Named object pointing data
◇ ◇ ◇ ◇

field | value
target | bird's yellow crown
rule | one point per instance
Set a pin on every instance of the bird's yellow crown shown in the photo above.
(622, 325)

◇ ◇ ◇ ◇

## TASK STATEMENT
Extract every line of the data above and reproduce each one without any change.

## EXERCISE SOLUTION
field | value
target | bird's yellow crown
rule | one point per instance
Set a pin on every instance of the bird's yellow crown shown in the photo above.
(622, 325)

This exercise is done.